◆ **Document excerpt**:
** Start **
Are NB-IoT and LoRA really competing for the same market?

By: Shahzad Nadeem
Head of Smart Cities

6th February 2020

4 minute read

Home » LoRa

The growth of IoT devices and their applications demand capabilities never imagined before in communication technologies. IoT applications usually have specific requirements such as low cost, low power, long range and low data rates. Technologies like Zigbee, WiFi, 2G, 3G, and 4G don’t always meet these requirements which are often presented as the “Tens of IoT”. The IoT devices are supposed to have a battery life of 10 years, cost as low as $10 a piece, should be accessible from 10 km, send less than 10 bytes per hour and the base station should cater for 10,000 devices. These demands lay the foundations of Low Power Wide Area Network (LPWAN) technologies like NB-IoT, LoRA and SigFox. SigFox and LoRa were initially developed by French companies around 2010. LoRA alliance standardised the LoRA protocols, SigFox is in discussions with 3GPP for standardisation and the development of NB-IoT standards is led by 3GPP. The backing from major market players is making LoRa and NB-IoT more attractive for IoT use cases compared to SigFox. In this article we are going to compare LoRa and NB-IoT with respect to their technical capabilities, market penetration and future prospects.
bluetooh, bluetooth BLE, wifi, IOT technologies

NB-IoT is a cellular technology based on the LTE network architecture. It works in licensed bands and piggy-backs on deployed cellular infrastructure. The potential of integration on top of the deployed cellular infrastructure makes it the technology of choice for mobile network operators who want to make best use of their licensed bands and deployed networks. While LoRa network needs deployment from scratch, the long term operational costs are lower because of the use of unlicensed ISM bands (868 MHz in Europe, 433 MHz in Asia and 915 MHz in North America) which makes it ideal for the low budget small scale deployments.
** End **
[Rows from a pointing dataset]
** Start **
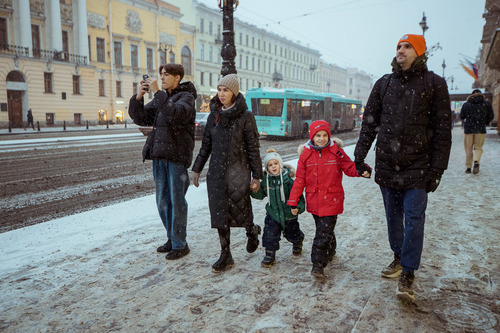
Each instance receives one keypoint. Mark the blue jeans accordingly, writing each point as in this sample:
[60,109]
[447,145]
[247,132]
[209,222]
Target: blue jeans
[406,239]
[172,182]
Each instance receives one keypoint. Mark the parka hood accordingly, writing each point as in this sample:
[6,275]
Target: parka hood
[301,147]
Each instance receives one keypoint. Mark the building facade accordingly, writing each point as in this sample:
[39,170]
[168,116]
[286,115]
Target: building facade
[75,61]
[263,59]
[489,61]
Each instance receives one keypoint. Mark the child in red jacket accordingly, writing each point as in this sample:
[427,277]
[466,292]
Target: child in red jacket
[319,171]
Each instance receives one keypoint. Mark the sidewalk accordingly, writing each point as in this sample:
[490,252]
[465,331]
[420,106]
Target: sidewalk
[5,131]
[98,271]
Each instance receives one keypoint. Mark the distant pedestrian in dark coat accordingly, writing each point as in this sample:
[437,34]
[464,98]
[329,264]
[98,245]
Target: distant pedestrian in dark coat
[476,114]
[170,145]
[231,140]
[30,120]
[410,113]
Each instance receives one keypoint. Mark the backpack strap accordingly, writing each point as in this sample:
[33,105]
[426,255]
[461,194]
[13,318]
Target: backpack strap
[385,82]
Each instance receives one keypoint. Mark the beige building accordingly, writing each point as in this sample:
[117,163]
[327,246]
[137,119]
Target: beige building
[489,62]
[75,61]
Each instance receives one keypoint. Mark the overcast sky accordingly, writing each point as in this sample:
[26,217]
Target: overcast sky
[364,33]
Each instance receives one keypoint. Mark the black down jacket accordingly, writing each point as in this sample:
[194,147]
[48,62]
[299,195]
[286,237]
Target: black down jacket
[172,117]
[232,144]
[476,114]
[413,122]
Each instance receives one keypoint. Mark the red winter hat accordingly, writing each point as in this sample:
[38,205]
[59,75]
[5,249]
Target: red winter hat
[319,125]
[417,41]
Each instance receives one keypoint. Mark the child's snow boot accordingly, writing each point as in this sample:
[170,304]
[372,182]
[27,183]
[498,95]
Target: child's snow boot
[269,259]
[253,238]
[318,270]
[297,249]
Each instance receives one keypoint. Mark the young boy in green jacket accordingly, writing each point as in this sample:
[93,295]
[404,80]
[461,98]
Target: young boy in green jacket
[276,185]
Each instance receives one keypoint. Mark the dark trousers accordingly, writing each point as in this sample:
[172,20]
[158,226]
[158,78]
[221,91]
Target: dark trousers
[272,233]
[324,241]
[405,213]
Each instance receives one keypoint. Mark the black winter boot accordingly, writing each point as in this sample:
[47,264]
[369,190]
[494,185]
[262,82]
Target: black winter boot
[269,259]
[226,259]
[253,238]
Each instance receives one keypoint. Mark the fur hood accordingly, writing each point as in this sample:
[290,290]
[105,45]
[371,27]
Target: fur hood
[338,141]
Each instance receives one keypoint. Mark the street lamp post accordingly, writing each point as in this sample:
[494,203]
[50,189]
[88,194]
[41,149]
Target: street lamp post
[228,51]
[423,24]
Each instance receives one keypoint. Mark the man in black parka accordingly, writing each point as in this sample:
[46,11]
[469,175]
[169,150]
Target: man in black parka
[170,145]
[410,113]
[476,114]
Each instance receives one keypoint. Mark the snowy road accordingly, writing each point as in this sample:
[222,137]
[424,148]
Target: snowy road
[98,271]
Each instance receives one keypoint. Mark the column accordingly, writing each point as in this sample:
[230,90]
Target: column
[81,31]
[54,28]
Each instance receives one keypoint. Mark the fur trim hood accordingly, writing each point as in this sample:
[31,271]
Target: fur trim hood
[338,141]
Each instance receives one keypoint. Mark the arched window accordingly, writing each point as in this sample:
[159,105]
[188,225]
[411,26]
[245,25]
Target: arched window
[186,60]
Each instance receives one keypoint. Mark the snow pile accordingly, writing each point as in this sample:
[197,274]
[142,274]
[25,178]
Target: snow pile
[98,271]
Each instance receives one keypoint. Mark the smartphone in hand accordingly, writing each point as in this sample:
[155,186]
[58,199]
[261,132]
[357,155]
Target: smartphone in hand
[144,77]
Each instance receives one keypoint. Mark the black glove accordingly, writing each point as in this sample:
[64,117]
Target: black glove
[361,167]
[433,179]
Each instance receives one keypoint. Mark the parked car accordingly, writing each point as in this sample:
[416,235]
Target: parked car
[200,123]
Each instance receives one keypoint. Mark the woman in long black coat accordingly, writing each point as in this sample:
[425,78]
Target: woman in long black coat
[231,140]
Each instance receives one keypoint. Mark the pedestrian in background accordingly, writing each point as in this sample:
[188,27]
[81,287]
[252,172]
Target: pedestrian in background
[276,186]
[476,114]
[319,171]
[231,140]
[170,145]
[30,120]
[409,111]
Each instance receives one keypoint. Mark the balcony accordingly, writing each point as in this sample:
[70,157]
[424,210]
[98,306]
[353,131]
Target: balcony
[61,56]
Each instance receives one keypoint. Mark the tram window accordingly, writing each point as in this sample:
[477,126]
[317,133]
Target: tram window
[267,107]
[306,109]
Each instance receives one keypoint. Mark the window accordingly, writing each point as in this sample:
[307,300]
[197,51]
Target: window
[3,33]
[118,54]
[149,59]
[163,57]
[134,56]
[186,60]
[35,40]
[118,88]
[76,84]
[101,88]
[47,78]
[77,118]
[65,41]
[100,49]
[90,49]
** End **
** Start **
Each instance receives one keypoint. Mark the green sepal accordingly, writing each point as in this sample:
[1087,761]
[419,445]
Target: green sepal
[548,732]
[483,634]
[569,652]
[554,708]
** End **
** Start **
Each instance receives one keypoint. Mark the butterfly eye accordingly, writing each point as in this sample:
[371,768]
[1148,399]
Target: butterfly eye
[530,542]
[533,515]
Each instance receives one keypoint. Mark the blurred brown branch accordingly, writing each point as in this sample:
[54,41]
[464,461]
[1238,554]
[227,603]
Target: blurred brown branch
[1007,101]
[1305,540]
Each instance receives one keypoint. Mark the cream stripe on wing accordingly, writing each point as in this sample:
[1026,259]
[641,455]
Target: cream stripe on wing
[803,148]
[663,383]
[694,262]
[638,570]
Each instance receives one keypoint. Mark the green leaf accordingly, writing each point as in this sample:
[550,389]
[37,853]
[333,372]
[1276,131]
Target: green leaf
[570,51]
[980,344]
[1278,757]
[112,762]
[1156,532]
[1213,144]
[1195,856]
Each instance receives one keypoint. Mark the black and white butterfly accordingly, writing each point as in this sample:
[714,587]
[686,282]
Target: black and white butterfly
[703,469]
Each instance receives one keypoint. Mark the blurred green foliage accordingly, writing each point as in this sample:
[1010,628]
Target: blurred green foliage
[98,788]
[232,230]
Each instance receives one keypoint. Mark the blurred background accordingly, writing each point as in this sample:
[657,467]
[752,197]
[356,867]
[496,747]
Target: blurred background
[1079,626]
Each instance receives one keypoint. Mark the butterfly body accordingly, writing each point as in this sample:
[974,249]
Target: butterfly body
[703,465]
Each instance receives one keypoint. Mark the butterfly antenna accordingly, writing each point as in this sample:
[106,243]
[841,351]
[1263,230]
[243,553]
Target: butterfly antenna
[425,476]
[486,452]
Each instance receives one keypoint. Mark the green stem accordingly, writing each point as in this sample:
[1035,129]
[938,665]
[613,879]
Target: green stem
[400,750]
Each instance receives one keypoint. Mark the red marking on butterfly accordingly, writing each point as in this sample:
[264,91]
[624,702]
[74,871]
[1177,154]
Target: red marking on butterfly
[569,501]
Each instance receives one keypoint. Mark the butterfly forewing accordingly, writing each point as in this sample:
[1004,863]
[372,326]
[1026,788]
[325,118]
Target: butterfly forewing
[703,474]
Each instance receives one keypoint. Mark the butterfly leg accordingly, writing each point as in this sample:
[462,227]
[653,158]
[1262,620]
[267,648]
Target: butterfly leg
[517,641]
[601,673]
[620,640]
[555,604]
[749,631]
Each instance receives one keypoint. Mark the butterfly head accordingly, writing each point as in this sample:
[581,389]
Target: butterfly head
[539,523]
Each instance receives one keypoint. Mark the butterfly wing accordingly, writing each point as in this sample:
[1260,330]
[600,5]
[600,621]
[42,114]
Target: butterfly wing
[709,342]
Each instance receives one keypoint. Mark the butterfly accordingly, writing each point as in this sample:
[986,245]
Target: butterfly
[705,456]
** End **
Write the next part of the article comparing NB-IoT and LoRa, picking up after its final sentence.

◆ **Reply**:
lpwan, iot, comparison

iot, module shipment forecasts
Courtesy – IHS Market: An in-depth view into the competition, applications and influencers driving the foundation of IoT

Adoption and support

NB-IoT is devloped by 3GPP which is a recognised standards body that developed the 3G and LTE standards. NB-IoT is supported by the Chinese government which has influenced the adoption and penetration of NB-IoT. Companies like Vodafone and Deutsche Telekom are the early adopters in Europe. LoRA, however, is the technology of choice for low cost private IoT networks. LoRA is supported by the LoRa Alliance – a non-profit and open source association of 500+ members promoting the free use of LoRa protocols. IHS Markit in their white paper ‘Connectivity Technologies’ say “LoRa has earned a leading role in the LPWAN market after shipping over 32 million nodes in 2017 and growing to over 57 million nodes in 2018”. According to LoRa Alliance more than 83 public network operators are currently using LoRaWAN. GSMA claims that 40 countries are in the process of deploying NB-IoT networks.

Cost vs Quality

LoRa took an early lead in private network deployments owing to its low cost due to free band use, cheaper infrastructure and low device cost. When it comes to public networks there is a stiff competition with NB-IoT, however. The use of free spectrum by LoRa puts restrictions in terms of maximum power output and duty cycle to limit the interference. The cost vs quality trade-off is usually the deciding factor between LoRa and NB-IoT. Applications requiring low latency and guaranteed QoS will prefer NB-IoT over LoRA.

Longevity

IoT devices are supposed to have long battery life as these could be deployed in remote areas. The QoS, low latency, synchronous communication and higher device current require a higher energy use and render a shorter battery life to NB-IoT compared to LoRa. The applications that do not need low latency would prefer LoRa if battery life is the main concern.

Coverage

Better link budget gives a coverage edge to NB-IoT over LoRA. It is quite clear though that due to its reliance on the LTE network, NB-IoT may have limited coverage in rural areas. LoRa however, with low infrastructure costs, can be readily deployed to get coverage where no LTE infrastructure exists.

Data rate

The applications requiring higher than 50 Kbps need NB-IoT deployment which runs at 250Kbps peak data rate. LoRA, however, offers rate adaptation thus reducing the channel use and interference.

Mobility

IoT applications requiring mobility prefer LoRa over NB-IoT as the later works on cell reselection in Idle mode which does not offer optimum mobility support. LoRA network however, allows transmission to multiple base stations hence no need for handover.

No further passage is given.